### Aufgaben
**a.** Worauf sollte laut dem Dokumentauszug bei Provisionsgeschäften abgestellt werden, bei denen das Institut nur Durchleitender ist?
**b.** Kopiere aus der Auflistung unverändert den Abschnitt, der mit der Zeile beginnt, die "silhouette in the image above." enthält, und mit der Zeile endet, die "161;74;200;110" enthält. Beide Zeilen gehören dazu.

### Dokumentauszug
Neben Geschäften werden durch die neuen Organkreditbestimmungen auch "Ausbuchungen von Forderungen" genannt. In der Rechnungslegung sind Forderungen auszubuchen, wenn sie erloschen sind, was durch Erfüllung, Aufrechnung oder Erlass erfolgen kann. Ebenfalls auszubuchen sind uneinbringliche Forderungen. In der englischen Fassung von BCBS 230 wird der Begriff "write off" genannt, worunter man die Ausbuchung uneinbringlicher Forderungen fasst. Allerdings ist mit der Ausbuchung wohl weniger ein Interessenkonfliktpotenzial verbunden, da die Ausbuchung letztlich nur handelsrechtlichen Maßstäben geschuldet ist. Unter dem Gesichtspunkt etwaiger Interessenkonflikte ist daher eher der Verzicht auf Forderungen aus Krediten oder Geschäften zu verstehen.

Berechnung des Volumens

Im Anschluss an eine Definition der Geschäfte ist die Berechnung des Volumens von Organgeschäften nach § 15 Abs. 6 KWG zu betrachten. Mangels Vorgaben obliegt es den Instituten, adäquate interne Regelungen zum maßgeblichen Geschäftsvolumen zu treffen, auch um die Frage nach der Nutzung der in § 15 Abs. 3 KWG genannten Bagatellgrenzen zu beantworten. Dabei kann teilweise auf die Regelungen in § 12 GroMiKV (Großkredit- und Millionenkreditverordnung) - wie beispielsweise zum Barwert von Leasingverträgen - zurückgegriffen werden. Hinsichtlich der anzusetzenden Laufzeit wird in der Regel auf die maximale Laufzeit unter Berücksichtigung von Kündigungsmöglichkeiten abzustellen sein. Bei den auf ein Jahr befristeten Vorratsbeschlüssen ist implizit nur auf das einjährige Geschäftsvolumen abzustellen. Bei Provisionsgeschäften wie im Wertpapiergeschäft, bei denen das Institut nur Durchleitender ist, ist es sinnvoll, lediglich auf das Provisionsvolumen und weniger auf das Umsatzvolumen abzustellen.

### Bereitgestellte Angaben
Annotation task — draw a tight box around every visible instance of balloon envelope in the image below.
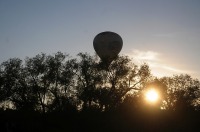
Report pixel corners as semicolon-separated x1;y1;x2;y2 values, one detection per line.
93;31;123;63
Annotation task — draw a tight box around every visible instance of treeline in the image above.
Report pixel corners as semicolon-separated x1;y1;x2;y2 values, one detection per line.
0;52;200;113
0;52;200;132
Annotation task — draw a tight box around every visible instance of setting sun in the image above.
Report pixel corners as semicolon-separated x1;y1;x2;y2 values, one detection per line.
145;89;159;102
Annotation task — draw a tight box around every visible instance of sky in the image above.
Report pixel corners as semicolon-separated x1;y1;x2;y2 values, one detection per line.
0;0;200;80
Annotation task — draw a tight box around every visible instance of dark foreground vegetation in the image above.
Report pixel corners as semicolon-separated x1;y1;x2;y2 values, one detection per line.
0;52;200;132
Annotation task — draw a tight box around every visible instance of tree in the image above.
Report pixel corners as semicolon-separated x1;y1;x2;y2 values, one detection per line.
161;74;200;111
1;58;37;110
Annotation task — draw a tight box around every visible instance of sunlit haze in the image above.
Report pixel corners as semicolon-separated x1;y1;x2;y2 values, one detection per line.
0;0;200;79
145;89;159;103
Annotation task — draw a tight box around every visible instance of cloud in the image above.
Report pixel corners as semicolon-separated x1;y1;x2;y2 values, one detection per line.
130;50;159;61
128;50;190;77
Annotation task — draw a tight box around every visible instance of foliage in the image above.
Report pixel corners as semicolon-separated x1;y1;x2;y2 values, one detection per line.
0;52;200;113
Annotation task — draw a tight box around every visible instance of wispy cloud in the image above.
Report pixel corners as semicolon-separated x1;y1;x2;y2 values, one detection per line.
128;50;189;76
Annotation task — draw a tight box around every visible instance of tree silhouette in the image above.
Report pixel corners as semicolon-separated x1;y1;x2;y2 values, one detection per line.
161;74;200;110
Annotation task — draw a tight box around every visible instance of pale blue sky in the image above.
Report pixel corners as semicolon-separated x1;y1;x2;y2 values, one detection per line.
0;0;200;79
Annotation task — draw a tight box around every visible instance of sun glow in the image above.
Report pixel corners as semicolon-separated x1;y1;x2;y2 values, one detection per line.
145;89;159;103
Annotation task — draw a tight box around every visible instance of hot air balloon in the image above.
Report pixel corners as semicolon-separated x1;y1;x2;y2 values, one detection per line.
93;31;123;65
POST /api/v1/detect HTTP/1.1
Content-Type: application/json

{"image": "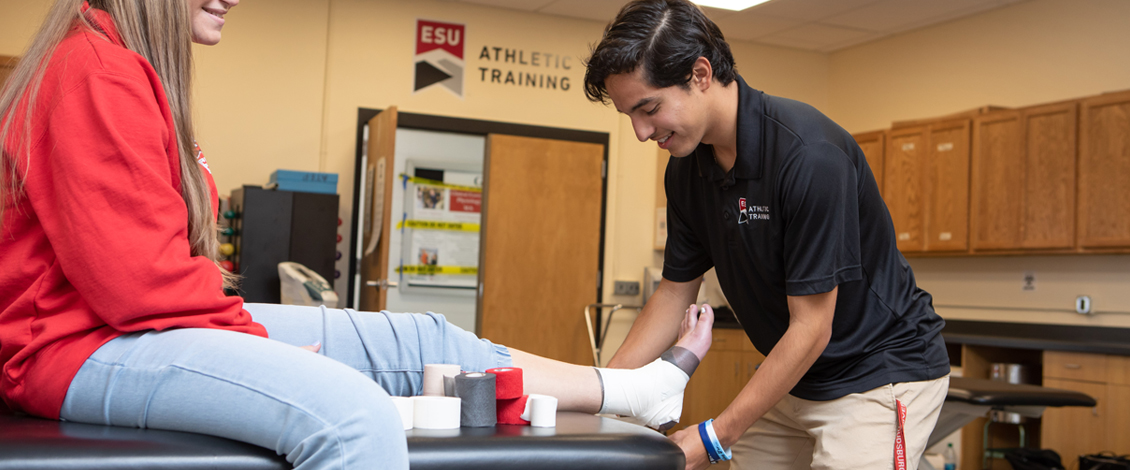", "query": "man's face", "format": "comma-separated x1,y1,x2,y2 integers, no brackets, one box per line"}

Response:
605,68,706,157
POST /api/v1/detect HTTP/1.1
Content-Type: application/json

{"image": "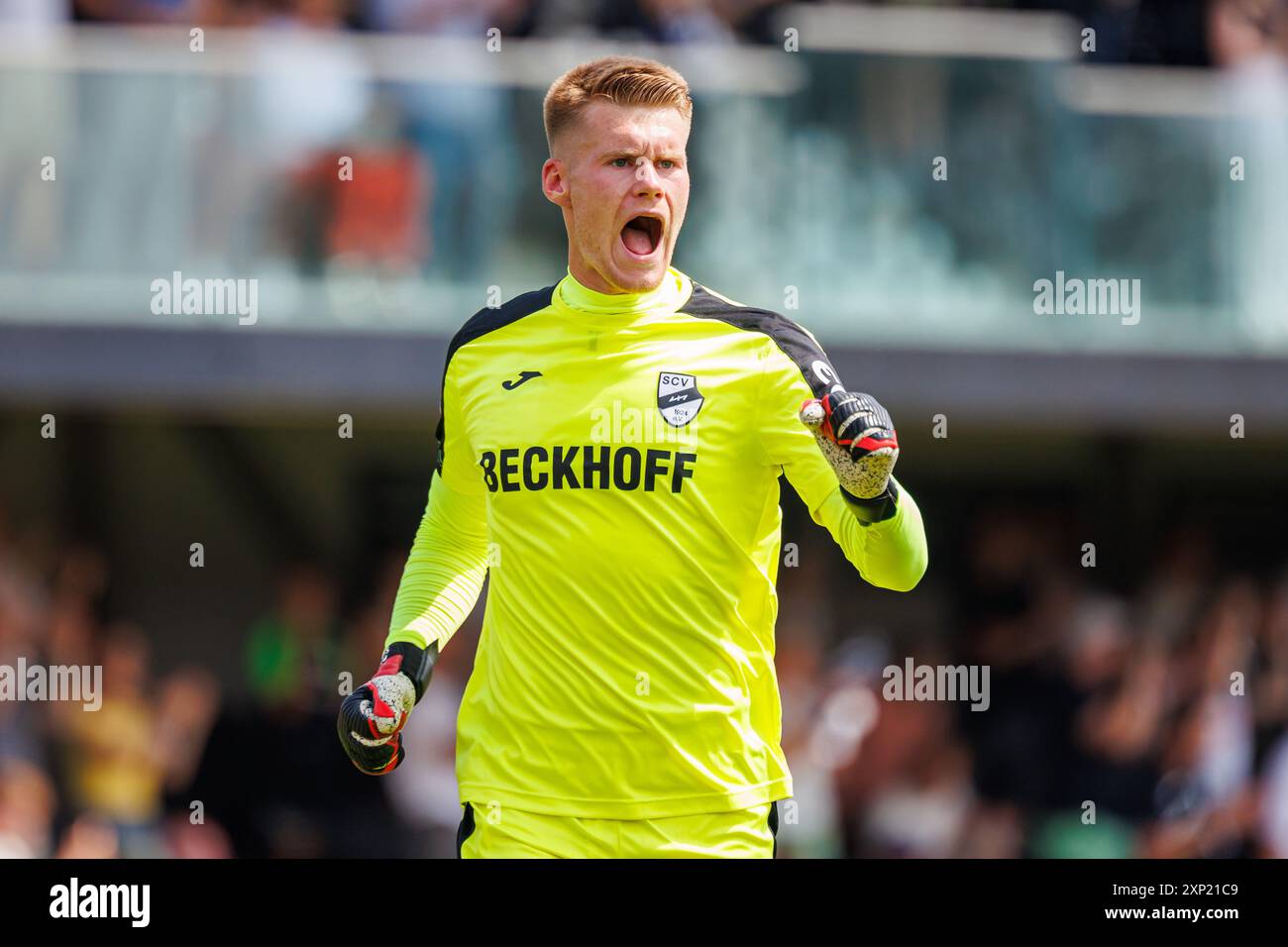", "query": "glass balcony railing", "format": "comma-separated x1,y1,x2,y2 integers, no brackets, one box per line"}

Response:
0,30,1288,356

### Die Antworten
**a.** Lediglich auf das Provisionsvolumen und weniger auf das Umsatzvolumen.

**b.**
Annotation task — draw a tight box around every visible instance of tree silhouette in the image above.
Report pixel corners as semicolon-separated x1;y1;x2;y2 values, one detection per line.
161;74;200;110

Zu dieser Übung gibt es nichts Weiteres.